══ Dataset extract

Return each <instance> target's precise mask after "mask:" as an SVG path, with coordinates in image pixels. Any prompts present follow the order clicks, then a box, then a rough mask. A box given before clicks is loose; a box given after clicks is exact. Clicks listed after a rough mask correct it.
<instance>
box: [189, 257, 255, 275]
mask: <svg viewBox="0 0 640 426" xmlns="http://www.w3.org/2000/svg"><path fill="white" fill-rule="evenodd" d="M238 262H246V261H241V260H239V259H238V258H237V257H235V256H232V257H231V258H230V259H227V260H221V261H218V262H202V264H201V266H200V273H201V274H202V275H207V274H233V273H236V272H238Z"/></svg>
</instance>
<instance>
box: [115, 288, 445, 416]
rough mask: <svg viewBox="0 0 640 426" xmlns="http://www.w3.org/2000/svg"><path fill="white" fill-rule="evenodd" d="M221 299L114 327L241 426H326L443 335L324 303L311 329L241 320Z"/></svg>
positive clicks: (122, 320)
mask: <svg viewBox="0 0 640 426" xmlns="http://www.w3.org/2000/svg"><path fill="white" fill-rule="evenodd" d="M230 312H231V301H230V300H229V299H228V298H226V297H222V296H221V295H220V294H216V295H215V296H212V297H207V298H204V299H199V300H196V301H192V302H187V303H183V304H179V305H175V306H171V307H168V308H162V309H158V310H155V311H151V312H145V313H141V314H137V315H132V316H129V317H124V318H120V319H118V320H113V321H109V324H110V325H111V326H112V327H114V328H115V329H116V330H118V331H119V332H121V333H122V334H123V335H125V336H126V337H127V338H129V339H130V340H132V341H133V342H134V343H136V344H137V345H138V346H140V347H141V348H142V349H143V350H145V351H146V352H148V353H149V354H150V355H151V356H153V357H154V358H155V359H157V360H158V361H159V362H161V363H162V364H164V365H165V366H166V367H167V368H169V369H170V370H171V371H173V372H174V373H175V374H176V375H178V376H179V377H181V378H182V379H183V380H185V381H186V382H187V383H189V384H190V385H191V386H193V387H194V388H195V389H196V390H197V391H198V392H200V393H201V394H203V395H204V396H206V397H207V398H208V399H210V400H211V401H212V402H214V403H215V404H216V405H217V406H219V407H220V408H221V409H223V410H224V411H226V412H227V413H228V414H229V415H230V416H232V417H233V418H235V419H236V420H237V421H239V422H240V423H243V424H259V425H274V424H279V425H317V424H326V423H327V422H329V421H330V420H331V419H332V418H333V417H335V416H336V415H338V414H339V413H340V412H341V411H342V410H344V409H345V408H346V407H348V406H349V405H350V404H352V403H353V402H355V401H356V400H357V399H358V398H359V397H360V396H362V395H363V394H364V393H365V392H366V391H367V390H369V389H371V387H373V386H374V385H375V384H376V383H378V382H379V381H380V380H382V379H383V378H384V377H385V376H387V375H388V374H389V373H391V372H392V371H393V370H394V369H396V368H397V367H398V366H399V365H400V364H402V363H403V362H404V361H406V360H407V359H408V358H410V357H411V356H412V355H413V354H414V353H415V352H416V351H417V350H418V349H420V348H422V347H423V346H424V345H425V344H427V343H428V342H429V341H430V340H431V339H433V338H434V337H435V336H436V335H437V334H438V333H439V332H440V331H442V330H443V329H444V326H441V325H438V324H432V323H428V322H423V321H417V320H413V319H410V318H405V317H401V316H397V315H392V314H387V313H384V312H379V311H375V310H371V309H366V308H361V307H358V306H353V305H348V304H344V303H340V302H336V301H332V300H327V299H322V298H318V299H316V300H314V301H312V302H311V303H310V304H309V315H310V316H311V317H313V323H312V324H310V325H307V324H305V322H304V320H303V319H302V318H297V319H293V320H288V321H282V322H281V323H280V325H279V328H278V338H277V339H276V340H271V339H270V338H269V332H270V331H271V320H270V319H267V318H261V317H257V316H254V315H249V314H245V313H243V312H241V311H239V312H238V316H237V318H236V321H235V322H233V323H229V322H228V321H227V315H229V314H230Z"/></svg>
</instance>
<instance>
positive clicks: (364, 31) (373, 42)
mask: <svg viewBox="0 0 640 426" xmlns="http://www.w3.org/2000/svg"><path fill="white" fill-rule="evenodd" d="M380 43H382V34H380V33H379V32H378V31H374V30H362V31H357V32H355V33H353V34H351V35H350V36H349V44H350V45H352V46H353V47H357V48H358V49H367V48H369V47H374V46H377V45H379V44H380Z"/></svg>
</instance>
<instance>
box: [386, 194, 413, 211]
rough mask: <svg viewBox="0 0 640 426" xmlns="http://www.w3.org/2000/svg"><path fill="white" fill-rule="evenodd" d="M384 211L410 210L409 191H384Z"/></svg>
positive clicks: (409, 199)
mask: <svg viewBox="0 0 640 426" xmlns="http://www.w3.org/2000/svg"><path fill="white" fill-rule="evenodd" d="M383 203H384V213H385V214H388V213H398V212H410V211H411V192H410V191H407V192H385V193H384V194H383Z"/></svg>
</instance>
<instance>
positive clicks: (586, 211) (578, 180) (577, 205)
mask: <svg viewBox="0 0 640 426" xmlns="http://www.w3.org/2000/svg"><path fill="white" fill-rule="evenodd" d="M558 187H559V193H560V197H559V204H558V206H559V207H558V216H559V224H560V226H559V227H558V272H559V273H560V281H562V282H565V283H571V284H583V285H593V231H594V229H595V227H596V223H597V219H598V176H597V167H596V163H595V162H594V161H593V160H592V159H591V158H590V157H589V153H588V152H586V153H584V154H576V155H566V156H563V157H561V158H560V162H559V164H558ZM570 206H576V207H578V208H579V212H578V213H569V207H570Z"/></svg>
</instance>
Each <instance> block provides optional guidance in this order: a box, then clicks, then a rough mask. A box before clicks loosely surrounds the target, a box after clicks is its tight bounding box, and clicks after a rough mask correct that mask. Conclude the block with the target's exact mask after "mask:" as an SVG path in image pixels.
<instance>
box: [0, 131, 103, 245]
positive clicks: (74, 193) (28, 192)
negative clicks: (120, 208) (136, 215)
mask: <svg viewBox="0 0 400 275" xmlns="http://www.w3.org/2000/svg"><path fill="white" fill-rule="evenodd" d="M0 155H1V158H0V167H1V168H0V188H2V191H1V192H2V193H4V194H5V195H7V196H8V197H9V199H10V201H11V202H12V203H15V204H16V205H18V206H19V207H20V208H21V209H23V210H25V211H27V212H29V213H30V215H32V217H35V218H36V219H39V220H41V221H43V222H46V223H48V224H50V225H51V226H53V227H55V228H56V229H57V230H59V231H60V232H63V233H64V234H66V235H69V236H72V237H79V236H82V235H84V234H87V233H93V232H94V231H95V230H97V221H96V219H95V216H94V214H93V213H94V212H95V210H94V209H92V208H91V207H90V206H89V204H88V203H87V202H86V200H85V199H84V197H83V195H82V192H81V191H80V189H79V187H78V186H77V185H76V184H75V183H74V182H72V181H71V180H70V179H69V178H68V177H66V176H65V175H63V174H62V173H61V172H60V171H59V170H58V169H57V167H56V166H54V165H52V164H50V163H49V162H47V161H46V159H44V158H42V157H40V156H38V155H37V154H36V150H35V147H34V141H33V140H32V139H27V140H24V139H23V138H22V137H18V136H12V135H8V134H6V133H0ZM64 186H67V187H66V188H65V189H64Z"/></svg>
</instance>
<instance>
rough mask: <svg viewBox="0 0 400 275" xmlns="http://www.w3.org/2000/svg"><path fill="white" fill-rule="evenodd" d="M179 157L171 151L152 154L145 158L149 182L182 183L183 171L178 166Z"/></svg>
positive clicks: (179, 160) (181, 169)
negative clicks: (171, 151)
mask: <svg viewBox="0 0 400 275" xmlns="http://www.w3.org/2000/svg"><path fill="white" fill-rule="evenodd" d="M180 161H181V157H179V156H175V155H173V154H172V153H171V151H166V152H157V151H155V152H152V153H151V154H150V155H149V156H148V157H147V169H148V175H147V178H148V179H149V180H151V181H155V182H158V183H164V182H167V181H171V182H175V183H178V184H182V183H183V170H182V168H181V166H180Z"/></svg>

════

**Problem details:** Within the data above, pick out all lines holding the word "image".

**Output for this task:**
Return each <instance> target's precise mask after "mask:" as an SVG path, with coordinates in image pixels. Any prompts present follow the order clicks, then a box, then a rough mask. A box given before clicks is loose; a box given after clicks is exact. Clicks listed after a rough mask correct it.
Each <instance> block provides optional guidance in this order: a box, then clicks, then a rough mask. A box before clicks loosely surrounds the target, a box after clicks is its tight bounding box, and clicks after a rough mask correct that mask. Conclude the block with the target's exact mask after "mask:" as an SVG path in image pixels.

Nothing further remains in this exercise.